■ Exercise instructions:
Transcribe the article on the CS Communi-tea hour below, starting with "A year has passed" and going on through "cup of tea.".

■ Given passage:
#####
CS Communi-tea hour: A relief during the Pandemic

By Fizza Hassan, Staff Writer

A year has passed since the world went into an emergency lockdown suspending all forms of in-person communication for an indefinite period of time.

Realizing the impact of this mental health, Elizabeth Gonzalez, computer science undergraduate academic adviser, came up with the idea of hosting weekly Zoom hangout sessions called the ‘SOS Communi-Tea.’ This event has been serving as an outlet for computer science students to destress by connecting with each other through light discussions and games over a cup of tea.

Gonzalez said it provided the “opportunity to socialize, connect and network as new students get to share a common thread with the seniors who guide them on various platforms. Students want to hear from someone who has navigated through the years. It is a place where I have seen relationships begin.”

Running for a consecutive third semester this Spring, the social hangout values mental health as one of its core principles.

“We have a partnership with some of the RSO leaderships within our CS community that work in collaboration with us,” Gonzalez  said.

Melissa Chen, a junior in Engineering and member of the computer science mental health community, has been attending the social hours since April last year.
#####
Saved data entries
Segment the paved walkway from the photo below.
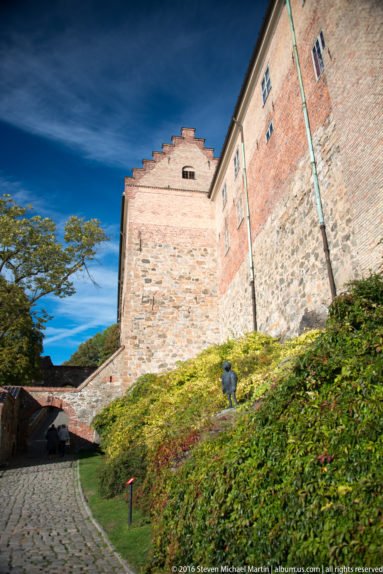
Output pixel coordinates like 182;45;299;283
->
0;456;132;574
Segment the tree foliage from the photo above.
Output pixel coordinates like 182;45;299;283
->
63;323;119;367
94;275;383;573
0;275;43;386
0;195;107;384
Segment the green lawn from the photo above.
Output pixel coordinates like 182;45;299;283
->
80;452;151;572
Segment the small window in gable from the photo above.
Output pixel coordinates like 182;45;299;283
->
266;122;274;143
262;66;271;103
182;165;195;179
236;193;243;228
311;31;325;80
233;148;240;177
224;219;230;255
222;183;227;209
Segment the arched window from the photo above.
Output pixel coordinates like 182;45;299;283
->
182;165;195;179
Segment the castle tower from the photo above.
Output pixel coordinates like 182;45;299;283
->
119;128;219;384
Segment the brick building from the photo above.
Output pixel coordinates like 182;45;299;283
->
209;0;383;338
119;128;219;381
91;0;383;388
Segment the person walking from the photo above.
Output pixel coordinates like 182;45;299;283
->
221;361;238;409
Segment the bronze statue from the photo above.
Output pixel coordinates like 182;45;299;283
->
222;361;238;409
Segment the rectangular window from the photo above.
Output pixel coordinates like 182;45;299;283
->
266;122;274;143
262;66;271;103
312;31;325;79
222;183;227;209
224;219;230;255
233;148;240;177
236;193;243;228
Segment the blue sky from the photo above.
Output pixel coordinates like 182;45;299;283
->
0;0;267;364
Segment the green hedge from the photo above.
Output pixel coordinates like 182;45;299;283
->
147;276;383;572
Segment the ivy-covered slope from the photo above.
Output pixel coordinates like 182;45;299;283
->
95;276;383;572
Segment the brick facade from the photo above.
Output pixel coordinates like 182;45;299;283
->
0;0;383;460
210;0;383;339
120;128;219;384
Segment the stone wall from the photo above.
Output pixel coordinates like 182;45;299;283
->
120;128;219;383
211;0;383;339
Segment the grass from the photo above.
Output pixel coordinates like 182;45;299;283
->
80;452;151;572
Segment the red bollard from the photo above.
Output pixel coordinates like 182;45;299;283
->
126;476;134;526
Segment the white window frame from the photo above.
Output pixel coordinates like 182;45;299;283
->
235;193;244;229
221;182;227;209
266;122;274;143
261;65;271;105
224;219;230;255
233;147;241;177
311;30;326;80
182;165;195;179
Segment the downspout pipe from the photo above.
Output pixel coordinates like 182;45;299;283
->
286;0;336;300
233;118;257;331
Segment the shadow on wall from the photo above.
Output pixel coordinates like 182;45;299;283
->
26;406;95;459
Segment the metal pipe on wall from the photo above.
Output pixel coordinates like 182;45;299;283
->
233;118;257;331
286;0;336;299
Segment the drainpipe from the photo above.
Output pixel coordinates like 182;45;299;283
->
233;118;257;331
286;0;336;299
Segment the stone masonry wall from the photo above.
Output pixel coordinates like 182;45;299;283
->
120;128;219;382
220;119;357;338
122;209;218;380
213;0;376;339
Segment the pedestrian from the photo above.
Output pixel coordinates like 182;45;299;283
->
222;361;238;409
58;425;69;456
45;424;59;456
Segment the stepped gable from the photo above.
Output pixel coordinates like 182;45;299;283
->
125;128;218;186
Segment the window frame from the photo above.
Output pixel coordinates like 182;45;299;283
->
265;121;274;144
261;64;272;105
311;30;326;81
233;147;241;178
223;217;230;255
221;181;227;210
182;165;195;179
235;193;245;229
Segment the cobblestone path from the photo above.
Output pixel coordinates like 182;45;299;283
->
0;457;133;574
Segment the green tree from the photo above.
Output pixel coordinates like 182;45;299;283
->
63;323;119;367
0;195;107;384
0;275;43;386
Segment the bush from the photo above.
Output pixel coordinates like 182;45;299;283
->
98;447;146;498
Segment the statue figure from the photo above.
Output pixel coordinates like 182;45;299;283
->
222;361;238;409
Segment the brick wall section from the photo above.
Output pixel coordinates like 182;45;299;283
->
319;0;383;274
121;128;219;382
125;128;217;191
213;0;383;339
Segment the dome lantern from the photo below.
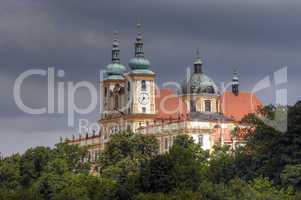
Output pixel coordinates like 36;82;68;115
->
106;31;126;80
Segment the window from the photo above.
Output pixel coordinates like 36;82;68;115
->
164;138;168;150
198;135;203;146
205;100;211;112
141;80;146;90
114;95;119;109
104;87;108;97
190;100;196;112
128;81;131;91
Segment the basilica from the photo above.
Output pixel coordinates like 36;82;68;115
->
69;25;262;160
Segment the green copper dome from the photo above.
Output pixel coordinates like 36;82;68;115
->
129;24;154;74
181;50;219;95
182;73;218;94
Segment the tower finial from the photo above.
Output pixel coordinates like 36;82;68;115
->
135;23;144;57
112;30;120;63
196;48;201;60
232;68;239;96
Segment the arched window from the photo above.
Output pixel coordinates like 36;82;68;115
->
205;100;211;112
104;87;108;97
141;80;146;90
128;81;131;91
114;95;119;109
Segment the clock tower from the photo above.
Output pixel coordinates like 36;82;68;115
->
126;24;156;130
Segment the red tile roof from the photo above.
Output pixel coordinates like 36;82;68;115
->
156;88;187;119
221;91;262;121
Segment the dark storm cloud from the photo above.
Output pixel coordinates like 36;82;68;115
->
0;0;301;155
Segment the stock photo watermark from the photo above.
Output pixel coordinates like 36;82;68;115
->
13;67;288;132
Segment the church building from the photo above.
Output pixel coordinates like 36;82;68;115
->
70;25;262;159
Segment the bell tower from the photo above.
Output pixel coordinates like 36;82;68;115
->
232;69;239;96
127;24;155;116
100;31;126;118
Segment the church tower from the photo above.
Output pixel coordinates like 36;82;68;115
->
101;31;126;118
232;70;239;96
127;24;155;115
125;24;156;131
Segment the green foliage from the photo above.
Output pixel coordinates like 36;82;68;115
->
141;136;207;192
280;164;301;190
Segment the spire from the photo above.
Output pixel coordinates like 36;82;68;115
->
112;31;120;63
232;69;239;96
135;23;144;57
194;49;203;73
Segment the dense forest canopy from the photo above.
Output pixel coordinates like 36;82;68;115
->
0;102;301;200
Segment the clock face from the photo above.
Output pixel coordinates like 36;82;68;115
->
138;93;149;105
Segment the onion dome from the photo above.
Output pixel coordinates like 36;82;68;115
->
232;69;239;96
129;24;154;74
106;31;126;80
182;51;219;95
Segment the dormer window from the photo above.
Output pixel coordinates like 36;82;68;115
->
205;100;211;112
141;80;146;90
104;87;108;97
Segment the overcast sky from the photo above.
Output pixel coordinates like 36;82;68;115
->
0;0;301;155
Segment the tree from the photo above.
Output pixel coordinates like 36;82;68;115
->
280;164;301;190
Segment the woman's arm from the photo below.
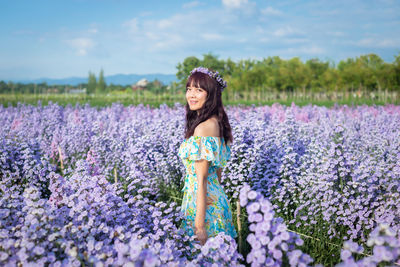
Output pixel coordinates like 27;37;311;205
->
217;168;222;184
194;159;209;229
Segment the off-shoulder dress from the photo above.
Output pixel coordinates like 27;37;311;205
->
178;136;237;241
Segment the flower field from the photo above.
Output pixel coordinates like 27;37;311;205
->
0;103;400;266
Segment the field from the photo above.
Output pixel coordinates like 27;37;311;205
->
0;89;400;108
0;100;400;266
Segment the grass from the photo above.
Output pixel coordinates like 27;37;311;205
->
0;94;400;108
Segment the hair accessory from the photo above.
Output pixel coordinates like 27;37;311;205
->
188;67;226;92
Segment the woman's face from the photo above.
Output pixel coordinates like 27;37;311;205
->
186;82;207;110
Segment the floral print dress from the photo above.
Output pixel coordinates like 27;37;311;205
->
178;136;237;241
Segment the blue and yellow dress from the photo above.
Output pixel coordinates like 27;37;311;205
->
178;136;237;241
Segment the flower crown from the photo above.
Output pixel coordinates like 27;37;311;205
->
188;67;226;92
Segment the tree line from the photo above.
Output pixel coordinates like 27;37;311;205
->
0;53;400;94
176;53;400;92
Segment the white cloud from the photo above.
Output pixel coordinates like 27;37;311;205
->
201;33;224;41
356;38;400;48
88;28;99;33
123;18;139;33
157;19;174;29
261;6;282;16
182;1;201;8
272;26;303;37
222;0;247;8
65;38;95;56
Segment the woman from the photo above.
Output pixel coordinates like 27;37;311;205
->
178;67;237;245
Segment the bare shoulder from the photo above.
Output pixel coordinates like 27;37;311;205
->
193;117;219;136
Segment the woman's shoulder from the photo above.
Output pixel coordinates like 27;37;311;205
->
193;117;219;136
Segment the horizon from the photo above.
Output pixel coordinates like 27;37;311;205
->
0;0;400;81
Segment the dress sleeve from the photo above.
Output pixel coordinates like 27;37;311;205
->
188;136;230;167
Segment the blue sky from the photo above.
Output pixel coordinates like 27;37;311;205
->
0;0;400;80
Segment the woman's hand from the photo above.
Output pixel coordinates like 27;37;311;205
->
194;227;207;246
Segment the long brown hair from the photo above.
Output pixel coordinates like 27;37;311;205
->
185;69;233;144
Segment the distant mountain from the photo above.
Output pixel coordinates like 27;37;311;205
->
8;73;178;86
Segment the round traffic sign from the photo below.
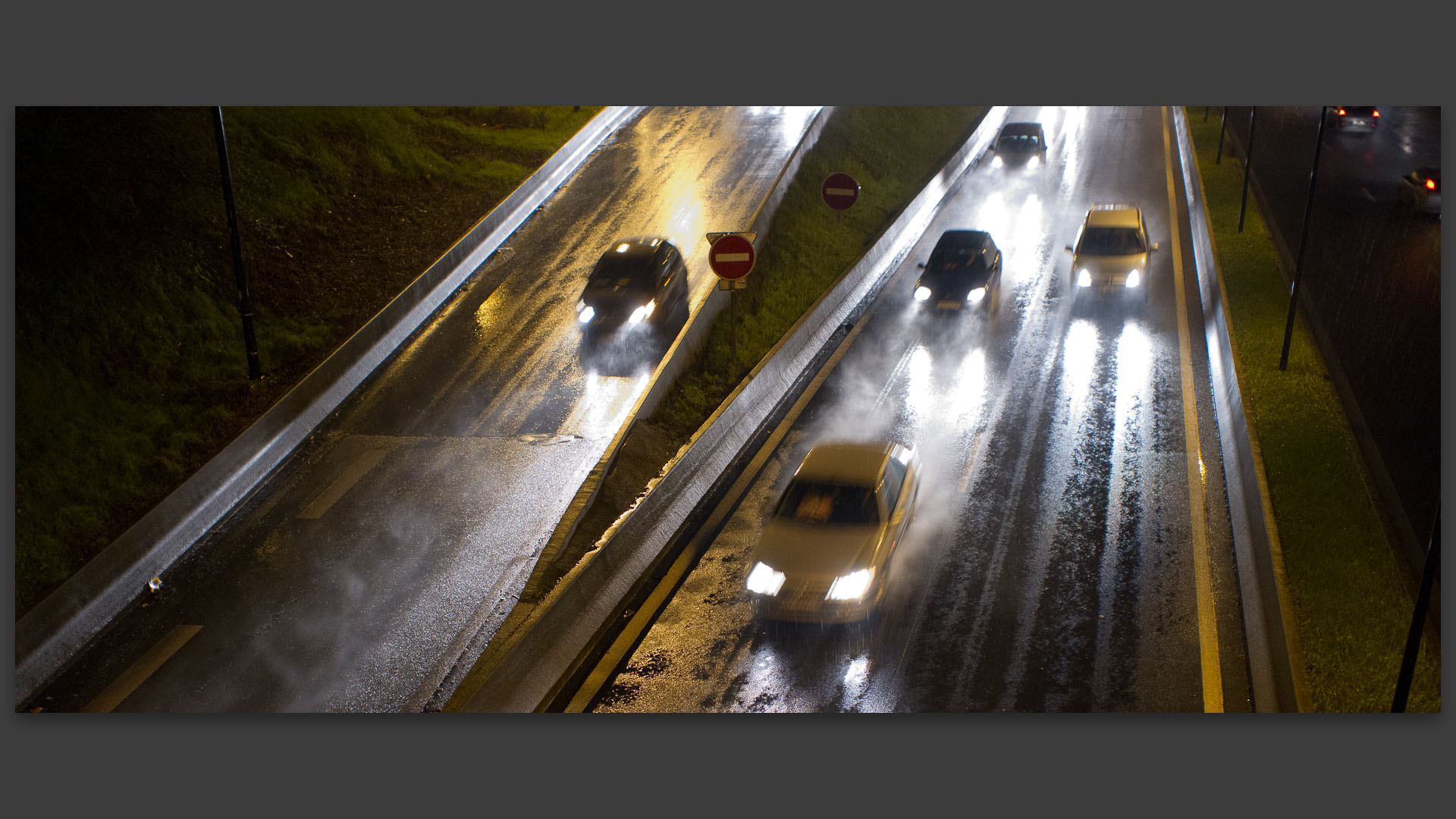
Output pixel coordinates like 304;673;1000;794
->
708;233;755;278
820;174;859;210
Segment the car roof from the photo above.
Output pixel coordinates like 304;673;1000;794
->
935;231;990;248
1086;202;1138;228
1002;122;1041;134
793;441;896;487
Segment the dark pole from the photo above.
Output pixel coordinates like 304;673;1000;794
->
1213;105;1228;165
1239;106;1258;233
212;105;264;379
1279;105;1329;373
1391;509;1442;714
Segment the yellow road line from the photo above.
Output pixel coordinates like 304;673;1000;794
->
565;310;869;714
82;625;202;714
1162;108;1223;713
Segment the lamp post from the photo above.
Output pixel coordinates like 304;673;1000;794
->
212;105;264;379
1239;105;1258;233
1279;105;1329;373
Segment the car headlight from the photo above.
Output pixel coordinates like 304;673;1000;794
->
748;563;783;598
824;567;875;601
628;299;657;324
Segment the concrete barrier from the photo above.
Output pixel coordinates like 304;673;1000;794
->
451;108;1006;711
14;106;642;705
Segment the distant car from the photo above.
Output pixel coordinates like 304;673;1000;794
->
915;231;1002;312
1334;105;1380;131
747;443;920;623
992;122;1046;168
576;236;687;334
1067;204;1157;302
1396;168;1442;214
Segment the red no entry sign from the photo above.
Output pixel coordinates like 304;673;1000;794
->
708;233;755;278
820;174;859;210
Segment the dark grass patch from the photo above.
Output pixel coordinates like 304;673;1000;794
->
1188;109;1440;711
14;106;600;617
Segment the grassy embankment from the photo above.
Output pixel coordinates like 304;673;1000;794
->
1187;106;1440;711
14;106;600;617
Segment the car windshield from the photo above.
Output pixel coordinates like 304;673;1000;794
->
1078;228;1147;256
587;255;652;287
774;481;880;525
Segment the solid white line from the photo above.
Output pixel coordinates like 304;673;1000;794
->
299;449;389;519
82;625;202;714
1163;108;1223;713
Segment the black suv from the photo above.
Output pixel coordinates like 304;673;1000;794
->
576;236;687;334
915;231;1002;312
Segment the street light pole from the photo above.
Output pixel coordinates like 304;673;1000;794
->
1279;105;1329;373
212;105;264;379
1239;105;1258;233
1391;509;1442;714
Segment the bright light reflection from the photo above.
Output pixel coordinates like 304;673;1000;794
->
560;373;651;438
1062;319;1098;419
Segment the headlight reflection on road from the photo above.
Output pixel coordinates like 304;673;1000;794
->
1062;319;1098;421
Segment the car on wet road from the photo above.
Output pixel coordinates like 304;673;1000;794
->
915;231;1002;313
992;122;1046;168
1332;105;1380;133
576;236;687;337
1067;202;1157;303
1396;168;1442;215
747;441;920;623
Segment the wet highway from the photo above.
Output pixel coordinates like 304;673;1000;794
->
588;108;1250;713
25;108;817;711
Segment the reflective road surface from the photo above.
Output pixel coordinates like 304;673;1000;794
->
592;108;1250;711
27;108;817;711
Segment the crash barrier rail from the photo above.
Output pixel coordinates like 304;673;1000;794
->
1172;106;1310;711
14;106;642;705
451;108;1006;711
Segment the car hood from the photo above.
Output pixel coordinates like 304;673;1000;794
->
920;264;992;291
753;519;881;577
1072;253;1147;275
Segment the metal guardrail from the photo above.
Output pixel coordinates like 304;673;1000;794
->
14;106;642;705
448;108;1006;711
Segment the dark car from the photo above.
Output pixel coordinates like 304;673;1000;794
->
576;236;687;334
915;231;1002;312
1334;105;1380;131
1396;168;1442;215
992;122;1046;168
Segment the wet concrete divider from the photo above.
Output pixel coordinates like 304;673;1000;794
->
1174;106;1310;711
14;106;642;705
444;106;1006;711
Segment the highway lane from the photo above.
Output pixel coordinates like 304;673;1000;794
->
27;108;817;711
592;108;1252;713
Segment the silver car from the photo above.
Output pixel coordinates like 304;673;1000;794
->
747;443;920;623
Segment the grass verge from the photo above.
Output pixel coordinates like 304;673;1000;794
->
1185;108;1440;711
14;105;600;618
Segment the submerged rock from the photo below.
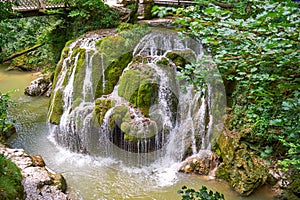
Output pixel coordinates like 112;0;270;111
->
24;77;51;96
0;148;68;200
179;150;219;176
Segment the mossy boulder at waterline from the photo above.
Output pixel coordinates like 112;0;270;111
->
166;50;196;67
93;96;115;126
95;51;132;97
108;104;161;152
49;89;64;124
118;63;159;116
0;154;26;199
216;132;268;196
179;150;219;176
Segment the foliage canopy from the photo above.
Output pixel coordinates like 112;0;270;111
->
172;0;300;173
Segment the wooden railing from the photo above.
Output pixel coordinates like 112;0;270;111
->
1;0;66;12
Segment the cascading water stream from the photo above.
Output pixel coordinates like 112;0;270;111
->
49;28;225;169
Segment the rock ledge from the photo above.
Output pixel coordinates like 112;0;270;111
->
0;148;68;200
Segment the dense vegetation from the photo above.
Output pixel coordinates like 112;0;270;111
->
163;0;300;198
0;92;13;143
0;0;120;72
0;154;25;199
177;186;225;200
0;0;300;198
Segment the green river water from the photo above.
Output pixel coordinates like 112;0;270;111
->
0;66;273;200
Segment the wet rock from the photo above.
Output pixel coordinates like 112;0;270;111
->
24;77;50;96
108;104;163;153
93;95;115;126
0;148;67;200
179;150;218;176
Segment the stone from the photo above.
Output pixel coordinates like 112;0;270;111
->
93;96;115;125
0;148;68;200
179;150;219;176
24;77;50;96
118;63;159;116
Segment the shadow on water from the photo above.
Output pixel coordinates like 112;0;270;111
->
0;64;272;200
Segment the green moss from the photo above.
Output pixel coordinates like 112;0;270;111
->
95;52;132;98
52;46;70;86
108;105;129;130
124;134;139;142
94;99;115;125
166;50;195;67
118;64;159;116
50;90;64;124
0;154;25;199
70;48;86;99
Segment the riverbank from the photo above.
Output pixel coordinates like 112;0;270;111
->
0;145;68;200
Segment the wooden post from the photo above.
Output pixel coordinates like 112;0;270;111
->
38;0;46;10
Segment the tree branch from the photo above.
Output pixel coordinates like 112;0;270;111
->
2;43;45;63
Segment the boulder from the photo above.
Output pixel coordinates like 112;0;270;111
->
179;150;218;176
0;148;68;200
24;77;50;96
93;95;115;126
118;63;159;116
108;104;162;153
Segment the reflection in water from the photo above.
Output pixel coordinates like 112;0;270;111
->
0;65;272;200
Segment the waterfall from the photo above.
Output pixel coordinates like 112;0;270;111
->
49;30;225;164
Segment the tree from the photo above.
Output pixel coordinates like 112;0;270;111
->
172;0;300;197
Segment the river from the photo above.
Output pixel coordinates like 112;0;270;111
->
0;66;273;200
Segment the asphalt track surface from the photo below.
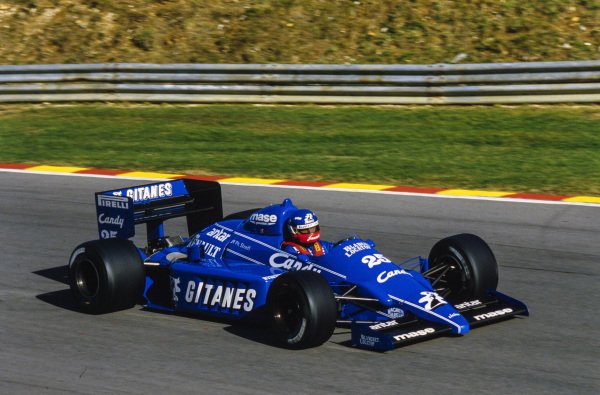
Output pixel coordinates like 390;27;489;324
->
0;172;600;394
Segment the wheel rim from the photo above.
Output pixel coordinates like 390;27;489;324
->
75;259;100;299
423;255;469;297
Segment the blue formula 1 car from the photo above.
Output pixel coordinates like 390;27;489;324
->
69;179;528;350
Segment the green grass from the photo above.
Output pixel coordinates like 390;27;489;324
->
0;0;600;64
0;105;600;195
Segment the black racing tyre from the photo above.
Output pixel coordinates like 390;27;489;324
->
267;271;337;349
423;233;498;301
223;207;260;219
69;239;146;314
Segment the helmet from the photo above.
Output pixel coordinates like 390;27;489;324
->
287;209;321;245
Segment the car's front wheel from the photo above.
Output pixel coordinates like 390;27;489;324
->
423;233;498;300
267;271;337;349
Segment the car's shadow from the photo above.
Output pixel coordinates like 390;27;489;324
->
32;265;80;312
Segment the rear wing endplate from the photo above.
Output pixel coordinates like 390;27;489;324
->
96;179;223;243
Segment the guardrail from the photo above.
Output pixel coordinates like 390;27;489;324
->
0;60;600;104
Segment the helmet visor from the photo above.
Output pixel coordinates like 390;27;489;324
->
296;225;320;235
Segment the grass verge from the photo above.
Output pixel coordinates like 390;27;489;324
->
0;104;600;195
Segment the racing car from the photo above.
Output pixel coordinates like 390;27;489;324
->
68;178;529;351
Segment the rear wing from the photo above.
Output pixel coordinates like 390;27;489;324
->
96;179;223;244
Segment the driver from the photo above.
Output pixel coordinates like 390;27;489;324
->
281;209;329;256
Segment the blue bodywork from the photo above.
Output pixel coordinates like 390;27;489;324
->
96;179;527;350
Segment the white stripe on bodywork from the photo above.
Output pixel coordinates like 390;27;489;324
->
214;223;346;280
227;248;266;266
388;294;461;333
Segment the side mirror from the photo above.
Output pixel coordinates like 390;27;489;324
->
187;245;202;262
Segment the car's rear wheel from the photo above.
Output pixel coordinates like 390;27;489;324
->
69;239;145;313
267;271;337;349
423;233;498;300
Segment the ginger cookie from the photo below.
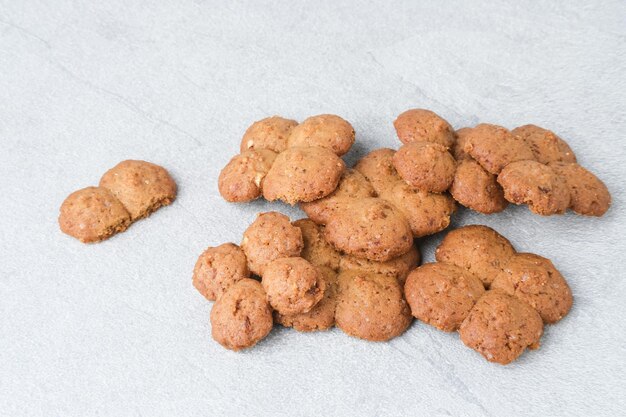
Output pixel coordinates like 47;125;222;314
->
335;271;412;341
393;109;455;148
261;257;326;315
459;290;543;365
393;142;456;193
59;187;131;243
192;243;250;301
404;263;485;332
325;198;413;262
218;149;277;203
100;160;176;221
464;123;535;174
241;211;304;275
289;114;355;156
211;278;274;351
263;147;346;205
240;116;298;153
491;253;573;324
549;162;611;216
435;225;515;287
498;161;570;216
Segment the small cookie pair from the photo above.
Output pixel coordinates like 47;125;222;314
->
59;160;176;243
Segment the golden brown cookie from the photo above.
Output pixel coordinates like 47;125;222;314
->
325;198;413;262
218;149;277;203
450;158;509;214
263;147;346;205
211;278;274;351
335;271;412;341
393;109;454;148
240;116;298;153
491;253;573;323
289;114;354;156
435;225;515;287
100;160;176;221
261;257;326;314
498;161;570;216
59;187;131;243
549;162;611;216
393;142;456;193
404;263;485;332
459;290;543;365
192;243;250;301
241;211;304;275
464;123;535;174
511;125;576;164
300;169;376;224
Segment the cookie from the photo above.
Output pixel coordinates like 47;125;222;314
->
511;125;576;164
300;169;376;224
100;160;176;221
289;114;355;156
498;161;570;216
263;147;346;205
274;267;337;332
464;123;535;174
240;116;298;153
549;162;611;216
218;149;277;203
459;291;543;365
293;219;341;271
491;253;573;323
450;158;509;214
435;225;515;287
59;187;131;243
393;109;454;148
211;278;274;351
261;257;326;314
241;211;304;275
192;243;250;301
393;142;456;193
335;271;412;341
325;198;413;262
404;263;485;332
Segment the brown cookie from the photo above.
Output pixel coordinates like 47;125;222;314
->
241;211;304;275
511;125;576;164
300;169;376;224
261;257;326;314
404;263;485;332
549;162;611;216
218;149;277;203
335;271;412;341
211;278;273;351
498;161;570;216
464;123;535;174
459;291;543;365
393;109;454;148
263;147;346;205
450;158;509;214
289;114;354;156
240;116;298;153
274;267;337;332
393;142;456;193
192;243;250;301
435;225;515;287
491;253;573;323
59;187;131;243
100;160;176;221
325;198;413;262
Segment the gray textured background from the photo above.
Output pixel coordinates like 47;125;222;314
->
0;0;626;416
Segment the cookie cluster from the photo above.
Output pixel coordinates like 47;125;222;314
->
59;160;176;243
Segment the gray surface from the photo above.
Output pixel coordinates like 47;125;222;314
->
0;0;626;416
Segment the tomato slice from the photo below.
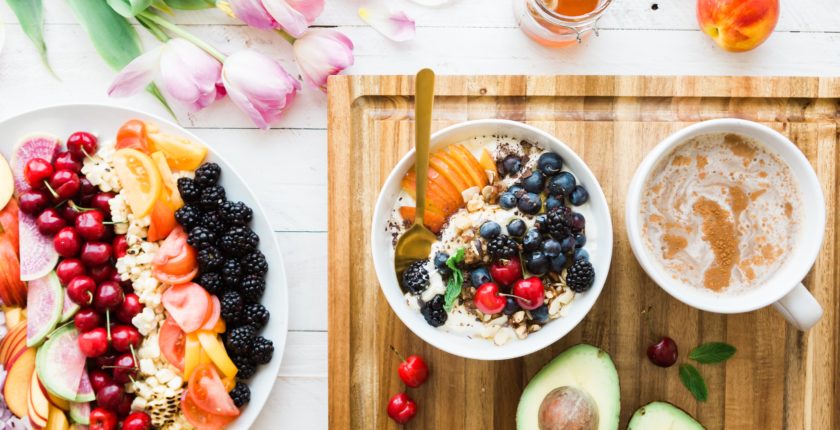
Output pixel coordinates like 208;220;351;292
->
187;364;239;417
161;283;210;333
158;317;187;372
#####
■ Output for this task:
A year has passed since the world went into an emergency lockdown suspending all forms of in-person communication for an indefinite period of time.

Realizing the impact of this mental health, Elizabeth Gonzalez, computer science undergraduate academic adviser, came up with the idea of hosting weekly Zoom hangout sessions called the ‘SOS Communi-Tea.’ This event has been serving as an outlet for computer science students to destress by connecting with each other through light discussions and games over a cup of tea.